### Quoted text
%%

I started out for Nagoya on the 7:59 train; and from there it was an adventure. There was heavy snowfall outside of Nagoya, so the trains were running about 15 minutes late. On top of that, I had to wait about 20 min. for a train. I took the next available Hikari, which is slower than the super-express Nozomi, but it still cost about 5400 for a reserved seat.
After literally grabbing a Cafe Mocha at the now-familiar Porta Starbucks outside of Kyoto Station, I jumped onto the Number 5 bus for the Kyoto School of Design. Emi mentioned in her e-mail that it normally took about 40 minutes from the station. I caught the 10:20 bus, and we crawled along, hitting every possible traffic light. I made a mad dash for the meeting place at around 11:15 and met up with the other two students, a mother and daughter from Chicago.
Emi quickly made us welcome in her small home. It was very traditional, with tatami mats and a space heater, and the floors were really cold (the high was only about 34 in Kyoto, although the snow hadn't yet reached the city). She handed each of us a food glossary, allowed us to help out with various steps, and offered us several kinds of tea, including hojicha and genmaicha. We were enlisted to grate lotus root, cut carrots into decorative shapes, zest a yuzu using a santoku (I skipped all knife-related tasks in favor of keeping all my digits), devein prawns, etc. We ate our handiwork as we went along.

%%

### Task requirements
Rewrite the stretch of the travel account from "I started out" through "daughter from Chicago.", substituting "Osaka" for "Nagoya" each time it appears. The source records have nothing to do with this.

[Source records]
%%

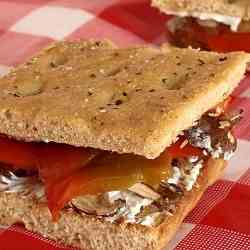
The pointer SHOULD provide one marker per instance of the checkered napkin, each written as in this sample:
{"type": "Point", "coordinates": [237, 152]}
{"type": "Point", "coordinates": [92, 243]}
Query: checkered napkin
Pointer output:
{"type": "Point", "coordinates": [222, 218]}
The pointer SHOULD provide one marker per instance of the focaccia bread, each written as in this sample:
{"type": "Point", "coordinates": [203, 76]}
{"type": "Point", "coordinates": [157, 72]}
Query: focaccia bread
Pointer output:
{"type": "Point", "coordinates": [134, 100]}
{"type": "Point", "coordinates": [238, 8]}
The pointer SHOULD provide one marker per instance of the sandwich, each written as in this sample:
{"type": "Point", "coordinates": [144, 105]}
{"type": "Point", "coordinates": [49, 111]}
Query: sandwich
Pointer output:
{"type": "Point", "coordinates": [108, 148]}
{"type": "Point", "coordinates": [220, 25]}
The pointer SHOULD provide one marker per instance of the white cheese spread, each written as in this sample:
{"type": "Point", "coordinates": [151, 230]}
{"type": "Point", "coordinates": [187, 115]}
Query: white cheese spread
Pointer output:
{"type": "Point", "coordinates": [231, 21]}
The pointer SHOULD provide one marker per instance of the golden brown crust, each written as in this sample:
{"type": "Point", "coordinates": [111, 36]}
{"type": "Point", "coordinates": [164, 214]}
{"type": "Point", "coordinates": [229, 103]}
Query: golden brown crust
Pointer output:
{"type": "Point", "coordinates": [239, 8]}
{"type": "Point", "coordinates": [89, 233]}
{"type": "Point", "coordinates": [134, 100]}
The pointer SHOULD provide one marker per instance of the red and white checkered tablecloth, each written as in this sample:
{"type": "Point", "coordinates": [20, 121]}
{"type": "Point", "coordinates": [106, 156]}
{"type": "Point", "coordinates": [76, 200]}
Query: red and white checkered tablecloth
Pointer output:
{"type": "Point", "coordinates": [222, 218]}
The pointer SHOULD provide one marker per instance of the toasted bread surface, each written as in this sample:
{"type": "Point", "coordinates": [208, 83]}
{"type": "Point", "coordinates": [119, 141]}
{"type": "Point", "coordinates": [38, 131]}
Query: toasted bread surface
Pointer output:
{"type": "Point", "coordinates": [134, 100]}
{"type": "Point", "coordinates": [87, 232]}
{"type": "Point", "coordinates": [239, 8]}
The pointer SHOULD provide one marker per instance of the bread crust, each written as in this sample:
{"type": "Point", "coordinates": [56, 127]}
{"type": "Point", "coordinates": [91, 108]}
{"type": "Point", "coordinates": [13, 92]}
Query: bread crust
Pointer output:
{"type": "Point", "coordinates": [240, 8]}
{"type": "Point", "coordinates": [87, 232]}
{"type": "Point", "coordinates": [134, 100]}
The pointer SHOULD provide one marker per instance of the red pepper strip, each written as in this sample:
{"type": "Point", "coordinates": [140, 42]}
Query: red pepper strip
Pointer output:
{"type": "Point", "coordinates": [105, 173]}
{"type": "Point", "coordinates": [57, 161]}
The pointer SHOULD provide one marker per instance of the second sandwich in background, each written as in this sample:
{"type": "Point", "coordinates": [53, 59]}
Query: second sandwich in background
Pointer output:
{"type": "Point", "coordinates": [221, 26]}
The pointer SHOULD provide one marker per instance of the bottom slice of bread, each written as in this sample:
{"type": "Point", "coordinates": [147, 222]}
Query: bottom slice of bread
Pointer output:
{"type": "Point", "coordinates": [88, 232]}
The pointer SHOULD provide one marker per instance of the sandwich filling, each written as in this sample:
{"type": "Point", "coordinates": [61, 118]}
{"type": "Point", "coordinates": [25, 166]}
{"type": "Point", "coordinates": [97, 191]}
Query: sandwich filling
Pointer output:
{"type": "Point", "coordinates": [117, 188]}
{"type": "Point", "coordinates": [209, 34]}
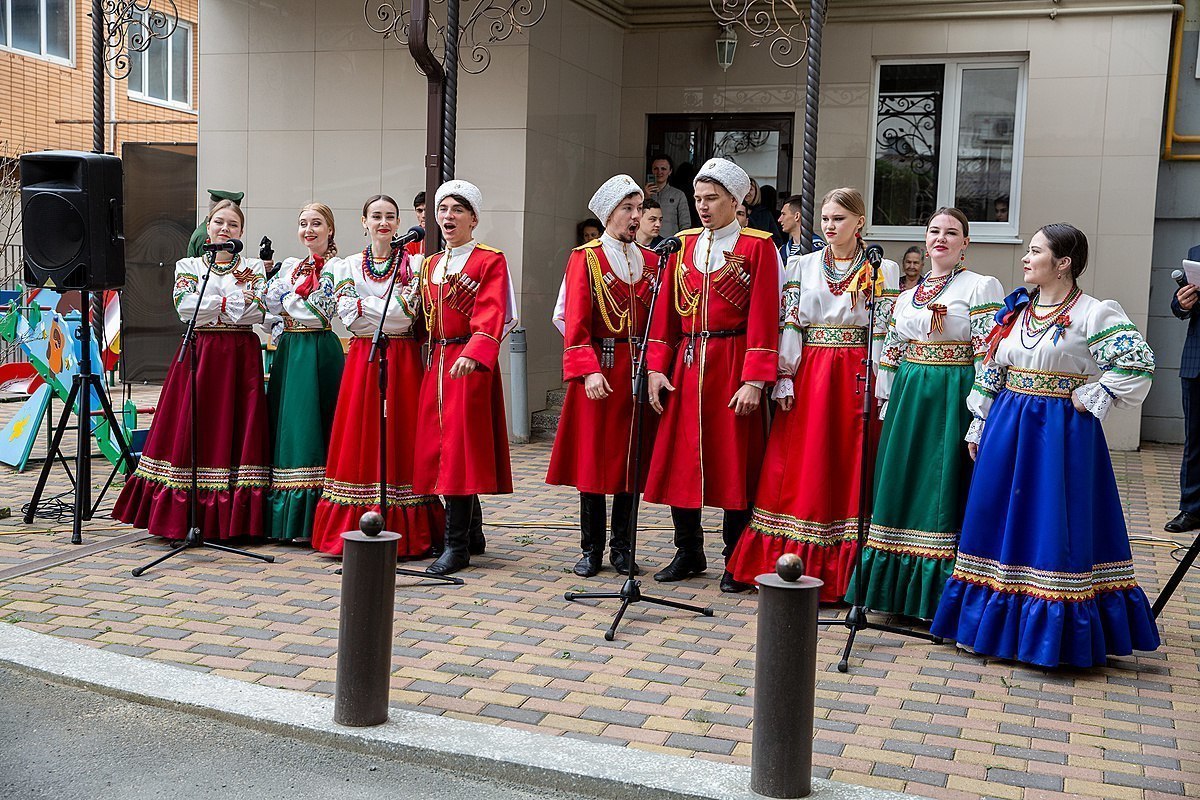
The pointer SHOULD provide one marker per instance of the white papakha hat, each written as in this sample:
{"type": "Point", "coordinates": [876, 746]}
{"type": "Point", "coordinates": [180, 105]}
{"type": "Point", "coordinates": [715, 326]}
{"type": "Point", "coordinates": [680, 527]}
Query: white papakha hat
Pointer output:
{"type": "Point", "coordinates": [610, 196]}
{"type": "Point", "coordinates": [724, 172]}
{"type": "Point", "coordinates": [468, 192]}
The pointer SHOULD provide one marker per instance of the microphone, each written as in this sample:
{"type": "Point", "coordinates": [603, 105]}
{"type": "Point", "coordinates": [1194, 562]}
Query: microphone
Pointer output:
{"type": "Point", "coordinates": [233, 246]}
{"type": "Point", "coordinates": [667, 246]}
{"type": "Point", "coordinates": [415, 233]}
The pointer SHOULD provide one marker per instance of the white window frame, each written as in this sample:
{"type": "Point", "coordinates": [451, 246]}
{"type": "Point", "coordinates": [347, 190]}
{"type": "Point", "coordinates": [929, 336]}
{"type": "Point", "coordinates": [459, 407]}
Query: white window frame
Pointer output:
{"type": "Point", "coordinates": [947, 172]}
{"type": "Point", "coordinates": [139, 96]}
{"type": "Point", "coordinates": [6, 10]}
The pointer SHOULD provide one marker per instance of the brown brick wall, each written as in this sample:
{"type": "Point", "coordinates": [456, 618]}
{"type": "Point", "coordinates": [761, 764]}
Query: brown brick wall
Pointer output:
{"type": "Point", "coordinates": [34, 94]}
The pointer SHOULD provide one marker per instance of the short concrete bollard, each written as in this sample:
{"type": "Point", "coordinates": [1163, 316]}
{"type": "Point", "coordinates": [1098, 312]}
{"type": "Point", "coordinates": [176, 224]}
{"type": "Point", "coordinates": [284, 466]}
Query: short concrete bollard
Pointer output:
{"type": "Point", "coordinates": [364, 635]}
{"type": "Point", "coordinates": [785, 681]}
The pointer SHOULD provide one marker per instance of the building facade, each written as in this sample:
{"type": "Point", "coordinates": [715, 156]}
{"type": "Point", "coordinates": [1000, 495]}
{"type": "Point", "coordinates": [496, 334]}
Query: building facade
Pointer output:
{"type": "Point", "coordinates": [1024, 112]}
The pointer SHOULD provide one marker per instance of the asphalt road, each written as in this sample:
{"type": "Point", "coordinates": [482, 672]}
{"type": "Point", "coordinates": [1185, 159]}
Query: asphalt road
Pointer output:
{"type": "Point", "coordinates": [60, 743]}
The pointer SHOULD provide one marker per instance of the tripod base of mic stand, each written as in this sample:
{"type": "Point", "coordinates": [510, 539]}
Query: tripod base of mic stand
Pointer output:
{"type": "Point", "coordinates": [631, 593]}
{"type": "Point", "coordinates": [423, 573]}
{"type": "Point", "coordinates": [857, 620]}
{"type": "Point", "coordinates": [195, 539]}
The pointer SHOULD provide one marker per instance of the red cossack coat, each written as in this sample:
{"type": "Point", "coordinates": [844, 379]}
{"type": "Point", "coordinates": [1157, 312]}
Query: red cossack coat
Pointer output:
{"type": "Point", "coordinates": [594, 445]}
{"type": "Point", "coordinates": [462, 438]}
{"type": "Point", "coordinates": [705, 455]}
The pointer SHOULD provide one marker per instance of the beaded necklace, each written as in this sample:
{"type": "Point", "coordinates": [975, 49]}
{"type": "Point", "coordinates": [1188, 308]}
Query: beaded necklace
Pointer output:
{"type": "Point", "coordinates": [930, 288]}
{"type": "Point", "coordinates": [372, 271]}
{"type": "Point", "coordinates": [1035, 326]}
{"type": "Point", "coordinates": [840, 281]}
{"type": "Point", "coordinates": [222, 269]}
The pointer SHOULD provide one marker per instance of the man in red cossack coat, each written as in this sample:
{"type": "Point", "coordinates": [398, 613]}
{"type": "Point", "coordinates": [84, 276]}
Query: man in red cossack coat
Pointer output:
{"type": "Point", "coordinates": [717, 332]}
{"type": "Point", "coordinates": [603, 310]}
{"type": "Point", "coordinates": [462, 438]}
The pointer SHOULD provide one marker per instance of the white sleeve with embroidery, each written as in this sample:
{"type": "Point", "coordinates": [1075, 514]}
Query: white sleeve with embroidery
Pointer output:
{"type": "Point", "coordinates": [186, 293]}
{"type": "Point", "coordinates": [1126, 361]}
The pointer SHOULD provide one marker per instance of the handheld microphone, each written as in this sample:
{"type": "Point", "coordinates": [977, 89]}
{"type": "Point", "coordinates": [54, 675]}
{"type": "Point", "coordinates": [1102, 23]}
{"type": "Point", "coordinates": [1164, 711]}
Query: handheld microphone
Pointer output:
{"type": "Point", "coordinates": [415, 233]}
{"type": "Point", "coordinates": [667, 246]}
{"type": "Point", "coordinates": [232, 246]}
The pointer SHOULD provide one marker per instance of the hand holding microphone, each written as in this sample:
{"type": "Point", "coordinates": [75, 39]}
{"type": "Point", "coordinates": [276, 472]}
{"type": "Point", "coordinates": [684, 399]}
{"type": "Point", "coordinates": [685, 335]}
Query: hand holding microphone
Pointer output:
{"type": "Point", "coordinates": [232, 246]}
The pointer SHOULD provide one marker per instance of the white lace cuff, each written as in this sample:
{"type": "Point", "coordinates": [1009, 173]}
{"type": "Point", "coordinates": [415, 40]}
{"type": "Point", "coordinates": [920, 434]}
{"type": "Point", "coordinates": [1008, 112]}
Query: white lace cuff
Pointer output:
{"type": "Point", "coordinates": [975, 432]}
{"type": "Point", "coordinates": [1096, 398]}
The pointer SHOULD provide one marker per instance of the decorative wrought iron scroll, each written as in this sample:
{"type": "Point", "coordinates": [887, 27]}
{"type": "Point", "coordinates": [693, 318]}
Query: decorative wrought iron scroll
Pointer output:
{"type": "Point", "coordinates": [789, 41]}
{"type": "Point", "coordinates": [486, 23]}
{"type": "Point", "coordinates": [130, 26]}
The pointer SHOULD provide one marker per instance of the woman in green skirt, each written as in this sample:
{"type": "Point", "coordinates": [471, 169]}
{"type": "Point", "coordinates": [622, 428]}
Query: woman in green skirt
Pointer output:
{"type": "Point", "coordinates": [934, 348]}
{"type": "Point", "coordinates": [306, 374]}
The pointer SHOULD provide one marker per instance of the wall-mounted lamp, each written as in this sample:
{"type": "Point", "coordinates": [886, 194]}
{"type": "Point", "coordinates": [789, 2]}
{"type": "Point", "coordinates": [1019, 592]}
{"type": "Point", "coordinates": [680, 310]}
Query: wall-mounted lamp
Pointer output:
{"type": "Point", "coordinates": [726, 46]}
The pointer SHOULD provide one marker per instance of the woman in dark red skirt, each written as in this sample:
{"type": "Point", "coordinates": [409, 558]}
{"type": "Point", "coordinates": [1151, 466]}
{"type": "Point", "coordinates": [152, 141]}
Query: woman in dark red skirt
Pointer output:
{"type": "Point", "coordinates": [233, 452]}
{"type": "Point", "coordinates": [352, 470]}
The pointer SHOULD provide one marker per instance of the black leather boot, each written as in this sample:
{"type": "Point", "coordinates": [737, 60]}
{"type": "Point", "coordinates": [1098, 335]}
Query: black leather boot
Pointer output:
{"type": "Point", "coordinates": [592, 524]}
{"type": "Point", "coordinates": [733, 522]}
{"type": "Point", "coordinates": [689, 559]}
{"type": "Point", "coordinates": [455, 557]}
{"type": "Point", "coordinates": [618, 542]}
{"type": "Point", "coordinates": [475, 541]}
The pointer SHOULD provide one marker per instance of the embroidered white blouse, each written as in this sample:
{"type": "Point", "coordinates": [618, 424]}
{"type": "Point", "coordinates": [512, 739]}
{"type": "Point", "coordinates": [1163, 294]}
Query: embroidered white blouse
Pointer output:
{"type": "Point", "coordinates": [1099, 342]}
{"type": "Point", "coordinates": [971, 302]}
{"type": "Point", "coordinates": [359, 298]}
{"type": "Point", "coordinates": [809, 301]}
{"type": "Point", "coordinates": [233, 296]}
{"type": "Point", "coordinates": [313, 311]}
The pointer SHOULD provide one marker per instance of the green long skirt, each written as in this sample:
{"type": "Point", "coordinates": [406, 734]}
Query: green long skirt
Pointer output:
{"type": "Point", "coordinates": [301, 395]}
{"type": "Point", "coordinates": [922, 475]}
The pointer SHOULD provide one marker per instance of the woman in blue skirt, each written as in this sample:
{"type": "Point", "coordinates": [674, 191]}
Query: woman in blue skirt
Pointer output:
{"type": "Point", "coordinates": [1044, 573]}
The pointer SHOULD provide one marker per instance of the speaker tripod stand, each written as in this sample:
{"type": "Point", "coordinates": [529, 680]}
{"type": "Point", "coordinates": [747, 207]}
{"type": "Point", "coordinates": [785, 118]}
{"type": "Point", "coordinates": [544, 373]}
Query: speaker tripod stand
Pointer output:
{"type": "Point", "coordinates": [83, 384]}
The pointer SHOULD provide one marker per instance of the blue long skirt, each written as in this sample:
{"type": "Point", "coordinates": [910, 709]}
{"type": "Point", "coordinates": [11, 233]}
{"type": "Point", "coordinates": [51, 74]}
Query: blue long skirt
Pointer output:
{"type": "Point", "coordinates": [1044, 573]}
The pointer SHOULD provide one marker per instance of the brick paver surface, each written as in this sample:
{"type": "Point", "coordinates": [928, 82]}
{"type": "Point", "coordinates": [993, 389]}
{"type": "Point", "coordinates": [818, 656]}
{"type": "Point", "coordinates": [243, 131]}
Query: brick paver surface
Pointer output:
{"type": "Point", "coordinates": [507, 649]}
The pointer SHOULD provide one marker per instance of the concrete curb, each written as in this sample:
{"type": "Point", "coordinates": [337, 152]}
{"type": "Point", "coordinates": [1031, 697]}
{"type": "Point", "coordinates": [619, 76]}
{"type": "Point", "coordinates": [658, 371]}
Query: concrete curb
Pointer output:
{"type": "Point", "coordinates": [502, 753]}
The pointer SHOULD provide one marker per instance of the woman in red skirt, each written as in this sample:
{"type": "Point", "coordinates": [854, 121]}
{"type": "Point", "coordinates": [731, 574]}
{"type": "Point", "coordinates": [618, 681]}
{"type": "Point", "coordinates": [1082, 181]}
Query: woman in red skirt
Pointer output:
{"type": "Point", "coordinates": [462, 437]}
{"type": "Point", "coordinates": [352, 470]}
{"type": "Point", "coordinates": [233, 449]}
{"type": "Point", "coordinates": [807, 500]}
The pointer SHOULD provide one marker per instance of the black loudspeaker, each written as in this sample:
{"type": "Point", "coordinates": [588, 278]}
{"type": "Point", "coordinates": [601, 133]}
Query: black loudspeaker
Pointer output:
{"type": "Point", "coordinates": [71, 214]}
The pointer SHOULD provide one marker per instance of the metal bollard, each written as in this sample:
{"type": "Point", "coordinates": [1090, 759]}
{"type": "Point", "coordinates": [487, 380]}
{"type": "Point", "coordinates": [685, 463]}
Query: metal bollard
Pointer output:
{"type": "Point", "coordinates": [364, 635]}
{"type": "Point", "coordinates": [785, 681]}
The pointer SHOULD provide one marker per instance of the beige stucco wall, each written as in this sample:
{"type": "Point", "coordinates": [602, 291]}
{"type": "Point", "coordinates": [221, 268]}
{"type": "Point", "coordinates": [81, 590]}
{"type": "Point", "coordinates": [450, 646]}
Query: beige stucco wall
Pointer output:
{"type": "Point", "coordinates": [315, 106]}
{"type": "Point", "coordinates": [1095, 104]}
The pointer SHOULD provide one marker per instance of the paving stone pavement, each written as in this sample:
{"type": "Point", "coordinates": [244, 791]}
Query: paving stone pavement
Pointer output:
{"type": "Point", "coordinates": [507, 649]}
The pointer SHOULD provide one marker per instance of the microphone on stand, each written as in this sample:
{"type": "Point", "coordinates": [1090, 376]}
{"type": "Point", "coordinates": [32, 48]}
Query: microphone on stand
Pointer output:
{"type": "Point", "coordinates": [233, 246]}
{"type": "Point", "coordinates": [415, 233]}
{"type": "Point", "coordinates": [667, 246]}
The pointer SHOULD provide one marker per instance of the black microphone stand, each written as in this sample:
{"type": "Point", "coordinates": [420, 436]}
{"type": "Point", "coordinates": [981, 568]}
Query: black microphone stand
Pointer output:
{"type": "Point", "coordinates": [379, 346]}
{"type": "Point", "coordinates": [195, 536]}
{"type": "Point", "coordinates": [631, 589]}
{"type": "Point", "coordinates": [857, 614]}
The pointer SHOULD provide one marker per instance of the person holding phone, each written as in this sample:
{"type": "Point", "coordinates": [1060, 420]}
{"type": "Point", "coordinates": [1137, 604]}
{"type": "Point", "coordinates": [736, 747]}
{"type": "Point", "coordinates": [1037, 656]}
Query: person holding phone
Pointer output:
{"type": "Point", "coordinates": [1183, 305]}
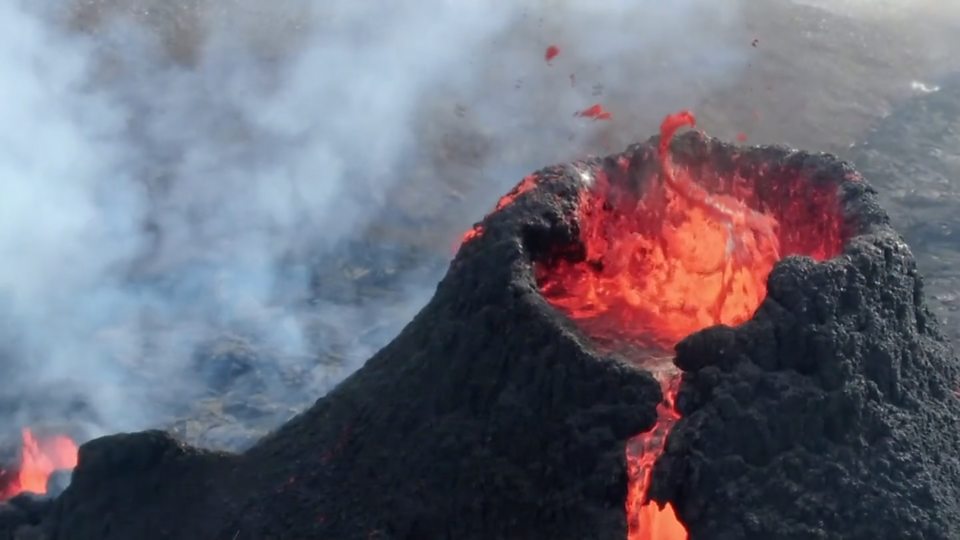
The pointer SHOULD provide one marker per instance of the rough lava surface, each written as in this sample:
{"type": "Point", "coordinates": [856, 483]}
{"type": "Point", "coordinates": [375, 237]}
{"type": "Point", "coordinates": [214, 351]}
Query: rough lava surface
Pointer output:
{"type": "Point", "coordinates": [830, 414]}
{"type": "Point", "coordinates": [833, 412]}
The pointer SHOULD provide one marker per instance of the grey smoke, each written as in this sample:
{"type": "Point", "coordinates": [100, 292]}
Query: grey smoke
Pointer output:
{"type": "Point", "coordinates": [171, 172]}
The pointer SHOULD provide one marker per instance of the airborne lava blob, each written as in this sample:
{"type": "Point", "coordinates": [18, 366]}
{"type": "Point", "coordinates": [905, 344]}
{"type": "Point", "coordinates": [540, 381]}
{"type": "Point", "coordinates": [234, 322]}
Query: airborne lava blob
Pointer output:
{"type": "Point", "coordinates": [39, 458]}
{"type": "Point", "coordinates": [689, 249]}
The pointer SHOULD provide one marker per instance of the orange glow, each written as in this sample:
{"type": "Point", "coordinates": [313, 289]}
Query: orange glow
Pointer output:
{"type": "Point", "coordinates": [688, 250]}
{"type": "Point", "coordinates": [596, 111]}
{"type": "Point", "coordinates": [552, 52]}
{"type": "Point", "coordinates": [645, 519]}
{"type": "Point", "coordinates": [38, 460]}
{"type": "Point", "coordinates": [659, 268]}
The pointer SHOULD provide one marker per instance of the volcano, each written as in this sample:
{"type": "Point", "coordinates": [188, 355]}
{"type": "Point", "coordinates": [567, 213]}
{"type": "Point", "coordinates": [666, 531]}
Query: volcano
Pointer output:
{"type": "Point", "coordinates": [687, 339]}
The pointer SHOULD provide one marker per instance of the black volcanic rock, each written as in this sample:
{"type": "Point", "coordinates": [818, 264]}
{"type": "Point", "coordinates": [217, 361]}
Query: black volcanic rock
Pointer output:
{"type": "Point", "coordinates": [831, 414]}
{"type": "Point", "coordinates": [491, 415]}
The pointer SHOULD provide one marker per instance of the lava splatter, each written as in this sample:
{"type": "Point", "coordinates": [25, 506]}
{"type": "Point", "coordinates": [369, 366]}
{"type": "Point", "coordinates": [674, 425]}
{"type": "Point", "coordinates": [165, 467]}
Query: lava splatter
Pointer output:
{"type": "Point", "coordinates": [596, 112]}
{"type": "Point", "coordinates": [39, 458]}
{"type": "Point", "coordinates": [552, 52]}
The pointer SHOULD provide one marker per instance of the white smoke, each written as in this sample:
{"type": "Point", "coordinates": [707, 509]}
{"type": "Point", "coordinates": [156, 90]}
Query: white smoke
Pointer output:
{"type": "Point", "coordinates": [171, 171]}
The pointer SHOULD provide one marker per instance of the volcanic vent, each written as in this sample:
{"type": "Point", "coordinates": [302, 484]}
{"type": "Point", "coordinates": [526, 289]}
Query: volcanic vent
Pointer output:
{"type": "Point", "coordinates": [668, 249]}
{"type": "Point", "coordinates": [537, 394]}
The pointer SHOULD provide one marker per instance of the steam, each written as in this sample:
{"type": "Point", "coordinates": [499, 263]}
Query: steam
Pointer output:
{"type": "Point", "coordinates": [171, 173]}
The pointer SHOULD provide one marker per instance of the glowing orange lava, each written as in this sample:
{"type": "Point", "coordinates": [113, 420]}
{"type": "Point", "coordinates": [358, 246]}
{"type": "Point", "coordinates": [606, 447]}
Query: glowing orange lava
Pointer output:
{"type": "Point", "coordinates": [691, 251]}
{"type": "Point", "coordinates": [39, 459]}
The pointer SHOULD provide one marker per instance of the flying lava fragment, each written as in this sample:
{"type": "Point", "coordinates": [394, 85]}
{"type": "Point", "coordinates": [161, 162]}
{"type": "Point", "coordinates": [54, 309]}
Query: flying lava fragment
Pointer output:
{"type": "Point", "coordinates": [552, 52]}
{"type": "Point", "coordinates": [596, 112]}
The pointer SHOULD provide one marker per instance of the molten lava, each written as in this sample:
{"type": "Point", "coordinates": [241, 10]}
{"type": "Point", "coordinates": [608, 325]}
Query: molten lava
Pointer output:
{"type": "Point", "coordinates": [690, 251]}
{"type": "Point", "coordinates": [39, 458]}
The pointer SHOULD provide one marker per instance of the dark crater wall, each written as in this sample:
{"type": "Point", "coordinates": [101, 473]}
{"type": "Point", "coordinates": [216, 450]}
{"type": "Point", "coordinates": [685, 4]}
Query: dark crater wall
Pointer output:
{"type": "Point", "coordinates": [831, 414]}
{"type": "Point", "coordinates": [828, 415]}
{"type": "Point", "coordinates": [487, 417]}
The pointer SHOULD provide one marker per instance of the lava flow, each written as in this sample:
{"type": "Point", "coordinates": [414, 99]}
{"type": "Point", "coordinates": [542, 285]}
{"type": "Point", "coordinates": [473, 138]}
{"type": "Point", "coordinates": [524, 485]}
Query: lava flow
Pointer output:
{"type": "Point", "coordinates": [39, 458]}
{"type": "Point", "coordinates": [688, 253]}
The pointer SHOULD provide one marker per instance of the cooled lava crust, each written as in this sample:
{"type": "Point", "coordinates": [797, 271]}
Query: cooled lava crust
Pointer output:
{"type": "Point", "coordinates": [829, 414]}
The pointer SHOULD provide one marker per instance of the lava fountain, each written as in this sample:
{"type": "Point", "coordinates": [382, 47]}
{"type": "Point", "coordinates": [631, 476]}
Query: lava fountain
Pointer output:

%%

### Solution to the exercise
I started out for Osaka on the 7:59 train; and from there it was an adventure. There was heavy snowfall outside of Osaka, so the trains were running about 15 minutes late. On top of that, I had to wait about 20 min. for a train. I took the next available Hikari, which is slower than the super-express Nozomi, but it still cost about 5400 for a reserved seat.
After literally grabbing a Cafe Mocha at the now-familiar Porta Starbucks outside of Kyoto Station, I jumped onto the Number 5 bus for the Kyoto School of Design. Emi mentioned in her e-mail that it normally took about 40 minutes from the station. I caught the 10:20 bus, and we crawled along, hitting every possible traffic light. I made a mad dash for the meeting place at around 11:15 and met up with the other two students, a mother and daughter from Chicago.